Textausschnitt:
St. Pölten – Der gnadenlose Heuchler Tartuffe schleust sich in Molières gleichnamiger Komödie in die Familie des Orgon ein, um diese nach Strich und Faden auszunehmen. Er prahlt mit seinen hochtrabenden Moralvorstellungen, ja flennt sogar über das erloschene Leben eines Flohs!
Alle durchschauen die Arglist dieser Gutmensch-Show, nur Orgon (leidenschaftlich blindwütig: Tobias Voigt), Hausherr und offenbar ein Mann mit masochistischem Begehr, labt sich an den selbstgeißelnden Szenen seines Hausgastes. In quasierotischer Zuneigung presst Orgon Leib und Lippen an die Tür, hinter der Tartuffe Wohnung bezogen hat. Auch Orgons Mutter (Julia von Sell) ist begierig nach Demutslektionen – kann sein, die Dynastie hat eine Sadomaso-Prägung.
Glanz der Perfidie
Alles ist auf der strahlend unschuldsweißen Bühne des Landestheaters Niederösterreich (Ildikó Tihanyi), auf der ein wenig kunstgewerblich Transparentwände hin und her geschoben werden, zentral auf diese Tür hin ausgerichtet. Doch Tartuffe entert erst nach der Pause den Raum, im vollen Glanz der Perfidie: Die Falschheit seiner Akkuratesse, die degoutant-beflissene, frömmelnde Akrobatik seines Tuns, der schmierige Singsang seiner Rede – man ist von diesem Schleimer (super: Albrecht Abraham Schuch) hingerissen. Er bleckt die Zähne wie ein Wolf und trägt dazu ein edles Hemd.

Aufgabenstellung: Welcher Schauspieler verkörpert laut dem Textausschnitt über die Tartuffe-Inszenierung den Orgon?

Gespeicherte Dateneinträge
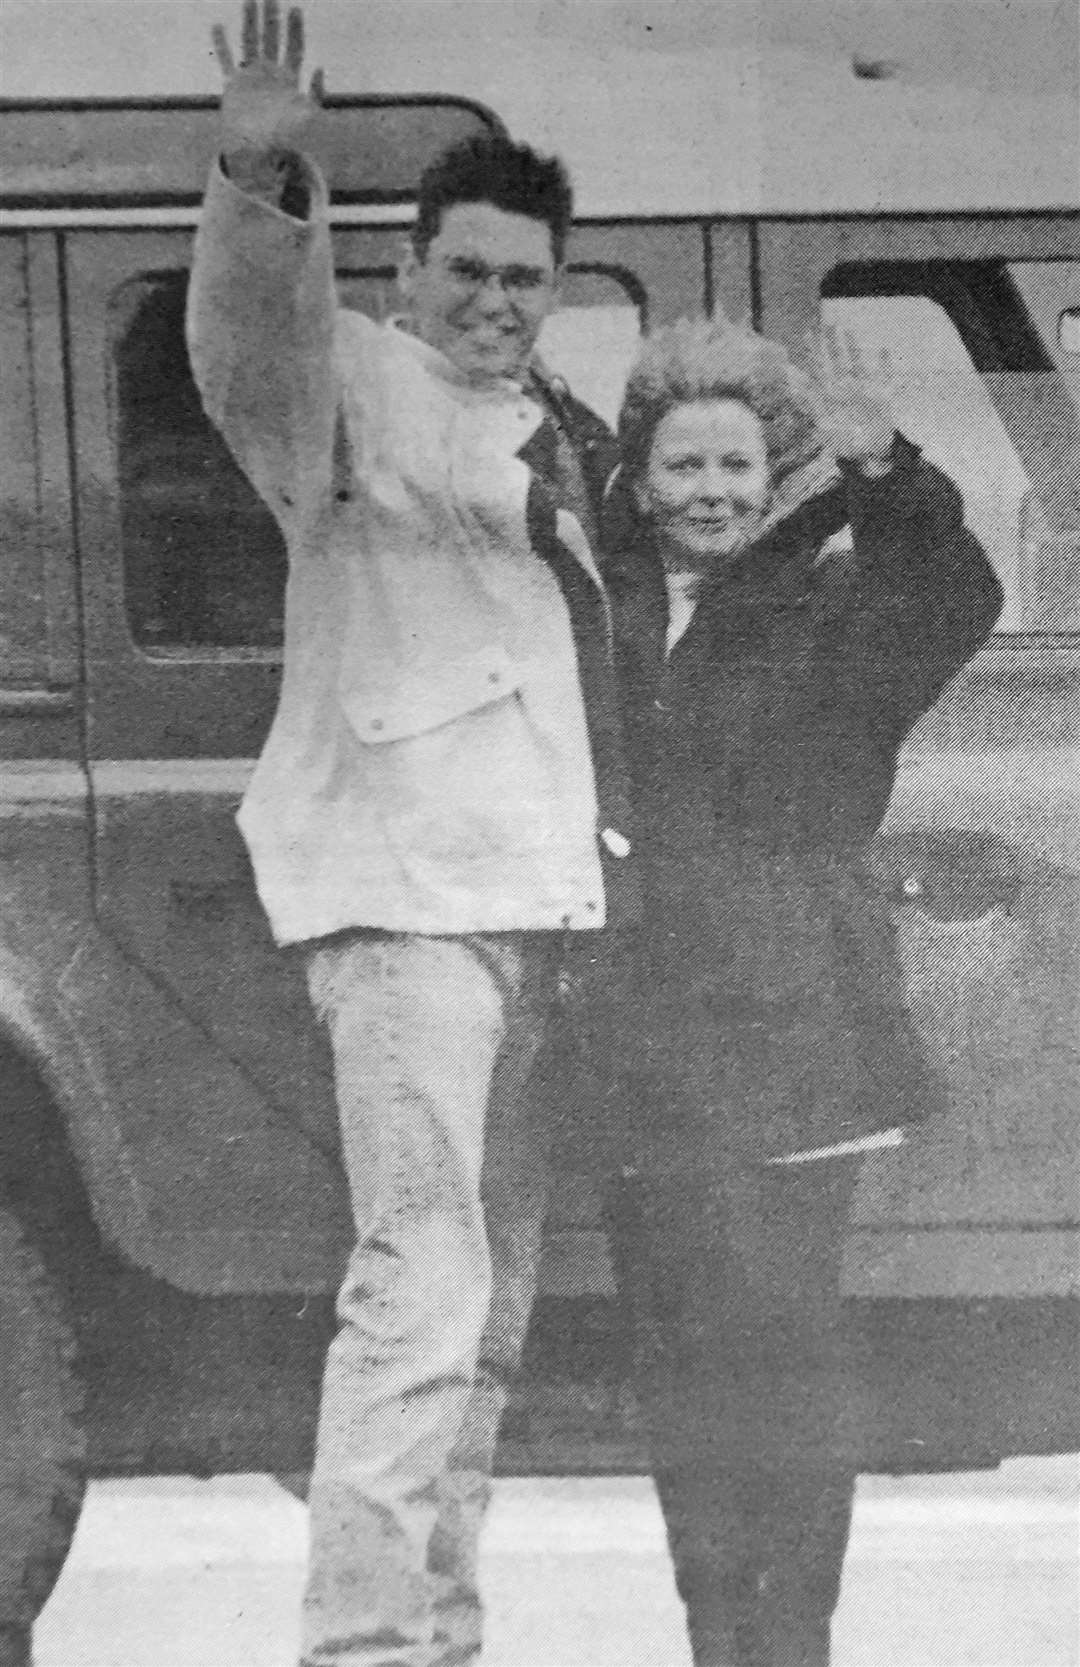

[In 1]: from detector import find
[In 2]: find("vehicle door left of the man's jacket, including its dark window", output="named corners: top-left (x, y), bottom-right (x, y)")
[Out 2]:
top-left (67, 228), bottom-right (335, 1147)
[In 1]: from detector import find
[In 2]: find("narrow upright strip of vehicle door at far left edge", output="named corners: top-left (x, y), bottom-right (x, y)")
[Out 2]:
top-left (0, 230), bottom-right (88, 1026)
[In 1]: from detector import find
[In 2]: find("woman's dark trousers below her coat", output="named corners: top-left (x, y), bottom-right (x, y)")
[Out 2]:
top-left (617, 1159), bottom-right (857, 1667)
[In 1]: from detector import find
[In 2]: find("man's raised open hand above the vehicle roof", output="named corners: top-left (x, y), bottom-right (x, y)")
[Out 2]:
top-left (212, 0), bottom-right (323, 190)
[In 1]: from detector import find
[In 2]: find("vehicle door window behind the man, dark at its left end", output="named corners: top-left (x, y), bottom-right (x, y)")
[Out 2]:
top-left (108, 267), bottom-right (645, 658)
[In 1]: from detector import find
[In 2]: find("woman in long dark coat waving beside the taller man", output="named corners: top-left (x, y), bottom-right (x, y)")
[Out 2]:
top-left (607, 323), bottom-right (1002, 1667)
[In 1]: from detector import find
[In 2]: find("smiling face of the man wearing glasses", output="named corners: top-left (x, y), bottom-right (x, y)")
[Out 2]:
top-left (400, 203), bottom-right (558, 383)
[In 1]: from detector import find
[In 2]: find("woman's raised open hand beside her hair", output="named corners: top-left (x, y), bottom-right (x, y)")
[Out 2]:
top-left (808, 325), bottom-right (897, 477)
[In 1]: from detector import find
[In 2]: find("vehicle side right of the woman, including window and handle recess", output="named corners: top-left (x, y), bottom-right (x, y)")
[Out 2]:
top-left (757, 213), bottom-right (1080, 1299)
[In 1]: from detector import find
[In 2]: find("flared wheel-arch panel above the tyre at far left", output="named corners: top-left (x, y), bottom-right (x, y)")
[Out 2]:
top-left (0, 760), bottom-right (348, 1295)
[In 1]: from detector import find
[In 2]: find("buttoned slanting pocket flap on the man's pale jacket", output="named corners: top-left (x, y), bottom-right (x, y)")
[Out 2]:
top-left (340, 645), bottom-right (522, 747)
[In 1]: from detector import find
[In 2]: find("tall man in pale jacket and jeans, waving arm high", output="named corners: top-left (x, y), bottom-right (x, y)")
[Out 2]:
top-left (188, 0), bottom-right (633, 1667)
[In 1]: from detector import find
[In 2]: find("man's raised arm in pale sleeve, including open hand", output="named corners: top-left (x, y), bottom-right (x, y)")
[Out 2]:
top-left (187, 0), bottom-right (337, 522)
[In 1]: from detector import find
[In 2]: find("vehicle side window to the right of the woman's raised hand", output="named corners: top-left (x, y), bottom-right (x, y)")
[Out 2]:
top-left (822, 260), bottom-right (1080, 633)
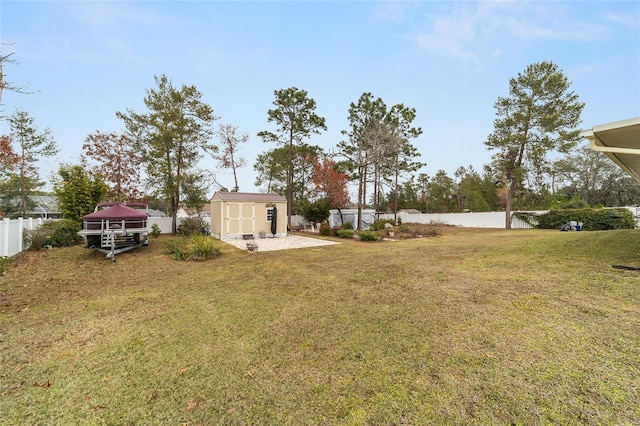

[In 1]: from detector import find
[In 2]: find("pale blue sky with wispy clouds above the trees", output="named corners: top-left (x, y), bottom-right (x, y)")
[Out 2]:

Aufgabenergebnis: Tobias Voigt spielt den Orgon.